> [Excerpted data]
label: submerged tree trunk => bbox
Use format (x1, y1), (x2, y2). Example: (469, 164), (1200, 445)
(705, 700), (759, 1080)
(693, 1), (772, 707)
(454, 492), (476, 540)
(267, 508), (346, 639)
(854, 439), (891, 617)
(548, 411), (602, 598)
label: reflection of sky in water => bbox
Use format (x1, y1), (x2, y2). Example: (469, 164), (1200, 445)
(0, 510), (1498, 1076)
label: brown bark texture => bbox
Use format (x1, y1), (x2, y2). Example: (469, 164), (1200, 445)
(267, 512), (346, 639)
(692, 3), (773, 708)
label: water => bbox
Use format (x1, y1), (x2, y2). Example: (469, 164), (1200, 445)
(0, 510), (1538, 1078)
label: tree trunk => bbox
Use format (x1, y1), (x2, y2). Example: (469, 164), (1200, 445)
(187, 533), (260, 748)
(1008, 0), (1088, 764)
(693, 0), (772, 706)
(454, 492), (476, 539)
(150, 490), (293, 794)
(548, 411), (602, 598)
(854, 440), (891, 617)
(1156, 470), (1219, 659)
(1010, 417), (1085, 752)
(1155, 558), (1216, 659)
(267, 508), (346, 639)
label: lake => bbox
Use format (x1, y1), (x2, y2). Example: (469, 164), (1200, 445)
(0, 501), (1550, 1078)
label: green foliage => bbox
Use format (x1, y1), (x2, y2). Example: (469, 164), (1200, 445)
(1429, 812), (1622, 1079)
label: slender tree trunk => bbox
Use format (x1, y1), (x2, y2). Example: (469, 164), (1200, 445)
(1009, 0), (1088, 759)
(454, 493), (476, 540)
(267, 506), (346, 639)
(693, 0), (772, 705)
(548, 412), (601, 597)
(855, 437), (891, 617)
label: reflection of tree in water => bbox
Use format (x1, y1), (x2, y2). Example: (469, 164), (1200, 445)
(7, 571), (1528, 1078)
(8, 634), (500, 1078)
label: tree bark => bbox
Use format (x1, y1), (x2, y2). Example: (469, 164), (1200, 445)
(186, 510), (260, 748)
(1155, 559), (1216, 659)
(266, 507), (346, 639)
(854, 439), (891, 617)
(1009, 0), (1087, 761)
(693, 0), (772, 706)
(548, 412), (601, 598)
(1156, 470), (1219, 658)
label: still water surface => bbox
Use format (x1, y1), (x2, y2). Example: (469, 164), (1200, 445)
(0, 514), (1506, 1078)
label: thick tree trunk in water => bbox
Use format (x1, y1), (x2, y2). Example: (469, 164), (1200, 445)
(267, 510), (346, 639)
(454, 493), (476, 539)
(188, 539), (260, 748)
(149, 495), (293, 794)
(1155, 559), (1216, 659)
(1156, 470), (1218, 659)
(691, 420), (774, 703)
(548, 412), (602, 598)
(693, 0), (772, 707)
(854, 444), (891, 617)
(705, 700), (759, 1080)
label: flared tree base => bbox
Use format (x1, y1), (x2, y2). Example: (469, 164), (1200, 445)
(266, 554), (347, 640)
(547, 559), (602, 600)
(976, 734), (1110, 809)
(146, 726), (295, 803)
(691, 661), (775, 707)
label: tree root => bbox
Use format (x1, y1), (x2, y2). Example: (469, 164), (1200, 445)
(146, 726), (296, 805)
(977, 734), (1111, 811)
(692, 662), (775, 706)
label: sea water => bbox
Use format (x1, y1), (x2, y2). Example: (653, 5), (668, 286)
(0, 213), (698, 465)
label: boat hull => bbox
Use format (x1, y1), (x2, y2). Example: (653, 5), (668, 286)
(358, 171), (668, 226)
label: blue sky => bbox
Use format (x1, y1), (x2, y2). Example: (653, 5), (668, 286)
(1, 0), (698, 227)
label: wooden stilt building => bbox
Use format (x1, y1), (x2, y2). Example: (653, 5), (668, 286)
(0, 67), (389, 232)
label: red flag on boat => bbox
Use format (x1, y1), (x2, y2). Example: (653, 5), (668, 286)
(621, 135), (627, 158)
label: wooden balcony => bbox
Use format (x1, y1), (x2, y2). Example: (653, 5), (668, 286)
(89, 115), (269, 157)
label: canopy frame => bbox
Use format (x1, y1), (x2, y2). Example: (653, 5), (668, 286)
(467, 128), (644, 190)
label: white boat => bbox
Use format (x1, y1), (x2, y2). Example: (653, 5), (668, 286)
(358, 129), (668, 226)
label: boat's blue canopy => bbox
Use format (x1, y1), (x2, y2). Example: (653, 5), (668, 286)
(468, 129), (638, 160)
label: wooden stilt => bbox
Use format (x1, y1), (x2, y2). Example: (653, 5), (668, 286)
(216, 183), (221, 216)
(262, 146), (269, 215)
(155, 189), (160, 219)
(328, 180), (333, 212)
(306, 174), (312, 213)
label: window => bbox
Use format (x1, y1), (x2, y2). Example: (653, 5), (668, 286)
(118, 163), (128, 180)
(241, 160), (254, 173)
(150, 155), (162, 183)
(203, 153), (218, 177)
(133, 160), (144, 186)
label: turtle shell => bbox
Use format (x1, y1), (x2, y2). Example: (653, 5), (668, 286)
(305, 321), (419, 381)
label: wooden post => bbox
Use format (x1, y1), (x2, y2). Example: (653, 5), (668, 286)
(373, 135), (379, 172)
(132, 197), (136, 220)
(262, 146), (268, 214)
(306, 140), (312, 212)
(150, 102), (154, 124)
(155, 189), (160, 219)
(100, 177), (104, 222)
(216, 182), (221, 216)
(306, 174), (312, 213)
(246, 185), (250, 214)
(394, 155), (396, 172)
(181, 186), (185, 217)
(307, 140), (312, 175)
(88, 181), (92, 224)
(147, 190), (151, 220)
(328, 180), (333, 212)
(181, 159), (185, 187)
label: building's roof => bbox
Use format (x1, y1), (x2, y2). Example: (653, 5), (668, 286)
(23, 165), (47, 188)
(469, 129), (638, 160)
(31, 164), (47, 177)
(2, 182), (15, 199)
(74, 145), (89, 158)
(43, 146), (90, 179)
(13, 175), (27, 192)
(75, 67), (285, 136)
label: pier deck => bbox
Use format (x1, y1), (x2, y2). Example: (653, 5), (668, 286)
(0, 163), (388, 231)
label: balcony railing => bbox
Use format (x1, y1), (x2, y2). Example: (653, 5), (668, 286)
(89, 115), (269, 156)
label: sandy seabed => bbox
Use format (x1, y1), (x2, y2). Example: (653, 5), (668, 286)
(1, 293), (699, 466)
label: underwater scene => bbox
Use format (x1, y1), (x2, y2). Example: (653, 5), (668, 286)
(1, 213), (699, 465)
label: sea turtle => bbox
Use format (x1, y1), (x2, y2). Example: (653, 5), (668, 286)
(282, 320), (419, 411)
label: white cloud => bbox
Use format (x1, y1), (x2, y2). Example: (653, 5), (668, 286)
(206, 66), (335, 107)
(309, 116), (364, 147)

> [Instructions for the task] Beginning with the first line, transcribe the complete listing exactly.

> [Answer for the task]
label: submerged tree trunk => bbox
Use format (x1, y1), (x2, y2). Example: (469, 164), (1200, 445)
(705, 700), (759, 1080)
(693, 1), (772, 707)
(454, 492), (476, 540)
(267, 508), (346, 639)
(854, 439), (891, 617)
(548, 411), (602, 598)
label: reflection of sky in water => bbox
Use format (x1, y1), (x2, y2). Example: (469, 164), (1200, 445)
(0, 510), (1498, 1076)
label: brown bark texture => bbox
Use format (x1, y1), (x2, y2). Example: (469, 164), (1200, 445)
(267, 512), (346, 639)
(692, 3), (773, 708)
label: water => bbox
Use format (x1, y1), (x2, y2). Example: (469, 164), (1200, 445)
(0, 510), (1538, 1078)
label: tree trunk => bbox
Use format (x1, y1), (x2, y2). Example: (469, 164), (1200, 445)
(187, 533), (260, 748)
(1008, 0), (1088, 764)
(693, 0), (772, 706)
(454, 492), (476, 539)
(150, 490), (293, 794)
(548, 411), (602, 598)
(854, 440), (891, 617)
(1156, 470), (1219, 659)
(1010, 417), (1085, 752)
(1155, 558), (1216, 659)
(267, 508), (346, 639)
label: lake => bbox
Use format (x1, y1), (x2, y2). Example: (469, 164), (1200, 445)
(0, 501), (1550, 1078)
label: green foliage => bbox
Use format (x1, y1), (x2, y2). Example: (469, 164), (1200, 445)
(1429, 812), (1622, 1079)
label: slender tree trunk => bbox
Use format (x1, y1), (x2, y2). Example: (469, 164), (1200, 445)
(1009, 0), (1088, 759)
(454, 493), (476, 540)
(267, 506), (346, 639)
(693, 0), (772, 705)
(548, 412), (601, 597)
(855, 437), (891, 617)
label: reflection of tree in water => bbox
Use format (x1, y1), (x2, y2). Example: (469, 164), (1200, 445)
(7, 571), (1528, 1078)
(8, 634), (500, 1078)
label: tree bark => bbox
Use format (x1, y1), (x2, y2). Example: (469, 164), (1200, 445)
(186, 510), (260, 748)
(1155, 559), (1216, 659)
(266, 507), (346, 639)
(854, 439), (891, 617)
(1009, 0), (1087, 761)
(693, 0), (772, 706)
(548, 412), (601, 598)
(1156, 470), (1219, 658)
label: still water surface => bbox
Use format (x1, y1), (x2, y2). Example: (469, 164), (1200, 445)
(0, 514), (1506, 1078)
label: thick tree trunk in water => bbox
Use format (x1, y1), (x2, y2). Example: (469, 164), (1200, 445)
(267, 510), (346, 639)
(454, 493), (476, 539)
(188, 539), (260, 748)
(149, 495), (293, 794)
(1155, 559), (1216, 659)
(1156, 470), (1218, 659)
(691, 420), (774, 703)
(548, 412), (602, 598)
(693, 0), (772, 707)
(854, 444), (891, 617)
(705, 700), (759, 1080)
label: flared tree base => bbox
Use format (x1, y1), (x2, y2). Example: (469, 164), (1200, 445)
(266, 554), (347, 640)
(547, 559), (602, 600)
(976, 734), (1110, 809)
(146, 726), (295, 803)
(691, 661), (775, 707)
label: tree root => bbox
Use format (x1, y1), (x2, y2). Example: (469, 164), (1200, 445)
(146, 726), (296, 805)
(977, 734), (1111, 811)
(692, 662), (775, 706)
label: sea water => bbox
Use format (x1, y1), (x2, y2). Example: (653, 5), (668, 286)
(0, 213), (698, 465)
label: boat hull => bbox
Use format (x1, y1), (x2, y2). Example: (653, 5), (668, 286)
(358, 171), (668, 226)
label: blue sky => bbox
Use format (x1, y1), (x2, y2). Example: (653, 5), (668, 286)
(1, 0), (698, 227)
label: wooden stilt building => bbox
Use format (x1, y1), (x2, y2). Example: (653, 5), (668, 286)
(0, 67), (389, 232)
label: red flag on boat => bbox
Use format (x1, y1), (x2, y2). Example: (653, 5), (668, 286)
(621, 135), (627, 158)
label: wooden balcony => bbox
Use format (x1, y1), (x2, y2). Example: (653, 5), (668, 286)
(89, 115), (269, 157)
label: canopy frame => bbox
Use format (x1, y1), (x2, y2). Example: (653, 5), (668, 286)
(467, 128), (644, 190)
label: white boat => bbox
Use format (x1, y1), (x2, y2). Example: (653, 5), (668, 286)
(358, 129), (668, 226)
label: boat's blue canopy => bbox
Use format (x1, y1), (x2, y2). Example: (653, 5), (668, 286)
(468, 129), (638, 160)
label: wooden stilt => bbox
Use format (x1, y1), (x2, y2). Example: (653, 5), (668, 286)
(216, 183), (221, 216)
(262, 146), (269, 215)
(155, 189), (160, 219)
(328, 180), (333, 212)
(306, 174), (312, 213)
label: window => bbox
Use format (x1, y1), (x2, y2). Example: (653, 5), (668, 286)
(118, 163), (128, 180)
(241, 160), (254, 173)
(150, 155), (162, 183)
(203, 153), (218, 177)
(133, 160), (144, 186)
label: turtle shell => bbox
Use format (x1, y1), (x2, y2). Example: (653, 5), (668, 286)
(305, 321), (419, 381)
label: wooden post => bbox
Use format (x1, y1), (x2, y2). Example: (653, 5), (668, 286)
(373, 135), (379, 172)
(132, 197), (136, 220)
(262, 146), (268, 214)
(306, 140), (312, 212)
(150, 102), (154, 124)
(155, 189), (160, 219)
(100, 177), (104, 222)
(216, 182), (221, 216)
(306, 174), (312, 213)
(246, 185), (250, 214)
(394, 155), (396, 172)
(181, 186), (185, 217)
(307, 140), (312, 175)
(88, 181), (92, 224)
(147, 190), (151, 220)
(328, 180), (333, 212)
(181, 159), (185, 187)
label: building's roof => bbox
Use format (x1, y1), (x2, y2). Example: (653, 5), (668, 286)
(23, 165), (47, 188)
(469, 129), (638, 160)
(31, 164), (47, 177)
(2, 182), (15, 199)
(74, 145), (89, 158)
(43, 146), (90, 179)
(13, 175), (27, 192)
(75, 67), (285, 136)
label: pier deck => bbox
Use format (x1, y1), (x2, y2). Example: (653, 5), (668, 286)
(0, 163), (388, 231)
label: balcony railing => bbox
Use format (x1, y1), (x2, y2). Example: (653, 5), (668, 286)
(89, 115), (269, 156)
label: sandy seabed => bbox
Use format (x1, y1), (x2, y2). Example: (653, 5), (668, 286)
(1, 293), (699, 466)
label: underwater scene => bbox
Use format (x1, y1), (x2, y2). Example: (653, 5), (668, 286)
(1, 213), (699, 465)
label: sea turtle => bbox
Use format (x1, y1), (x2, y2). Example: (653, 5), (668, 286)
(282, 320), (419, 411)
label: white cloud => bbox
Use format (x1, y1), (x2, y2). Example: (653, 5), (668, 286)
(206, 66), (335, 107)
(309, 116), (364, 147)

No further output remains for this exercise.